#### [DIRECTIONS]
Give back the records in their entirety, exactly.

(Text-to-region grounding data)
▼
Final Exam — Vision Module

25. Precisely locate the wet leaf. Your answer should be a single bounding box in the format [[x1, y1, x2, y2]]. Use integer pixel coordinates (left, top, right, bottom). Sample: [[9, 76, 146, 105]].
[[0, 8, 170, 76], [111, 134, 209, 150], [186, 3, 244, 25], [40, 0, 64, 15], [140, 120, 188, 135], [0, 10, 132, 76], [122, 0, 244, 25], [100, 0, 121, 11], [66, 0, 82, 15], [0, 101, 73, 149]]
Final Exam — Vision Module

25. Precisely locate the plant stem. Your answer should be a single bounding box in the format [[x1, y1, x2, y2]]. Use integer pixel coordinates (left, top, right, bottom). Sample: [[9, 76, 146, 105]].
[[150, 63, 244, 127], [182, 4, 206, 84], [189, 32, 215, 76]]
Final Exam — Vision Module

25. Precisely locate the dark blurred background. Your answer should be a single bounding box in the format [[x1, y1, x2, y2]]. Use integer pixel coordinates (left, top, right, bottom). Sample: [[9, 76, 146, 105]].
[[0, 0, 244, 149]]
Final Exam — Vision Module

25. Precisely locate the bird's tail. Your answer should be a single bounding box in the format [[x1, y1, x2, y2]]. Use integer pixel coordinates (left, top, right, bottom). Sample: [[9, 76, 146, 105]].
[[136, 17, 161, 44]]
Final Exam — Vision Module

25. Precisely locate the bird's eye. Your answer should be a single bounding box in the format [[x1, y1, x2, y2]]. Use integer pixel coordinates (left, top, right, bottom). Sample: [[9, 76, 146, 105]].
▲
#### [EXERCISE SOLUTION]
Final Exam — Vision Module

25. Precisely locate the wet leaf. Your answer should be a single bounding box in the format [[x1, y1, x2, y2]]. Use integer pixel coordinates (left, top, right, bottom). Sample: [[9, 76, 146, 105]].
[[0, 8, 170, 76], [111, 134, 209, 150], [186, 3, 244, 25], [40, 0, 64, 15], [140, 120, 188, 135], [0, 10, 132, 76], [122, 0, 244, 25], [100, 0, 121, 11], [66, 0, 82, 15], [0, 101, 73, 149]]
Final Exam — Vision Module

25. Precisely locate the plant stem. Your answer should be a single bounding box in the format [[x1, y1, x2, y2]]. Use integer pixel coordinates (left, top, right, bottom). Sample: [[9, 76, 146, 105]].
[[150, 63, 244, 127], [182, 4, 206, 84], [189, 32, 215, 76]]
Final Exam — Vision Module

25. Precisely locate the dark blurred background. Your answer should be a single bounding box in the format [[x1, y1, x2, y2]]. Use integer pixel coordinates (left, top, right, bottom). Sample: [[9, 76, 146, 105]].
[[0, 0, 244, 149]]
Final Exam — Vision Module

25. Precisely locate the bird's tail. Your answer should be a single bounding box in the format [[x1, y1, x2, y2]]. Use integer pixel coordinates (left, top, right, bottom). Sample: [[9, 76, 146, 105]].
[[136, 17, 161, 44]]
Final Exam — Vision Module

25. Precisely locate the bird's eye. Your answer should be a single bounding box in the format [[x1, y1, x2, y2]]. Use integer pixel coordinates (left, top, right, bottom). Sample: [[9, 76, 146, 105]].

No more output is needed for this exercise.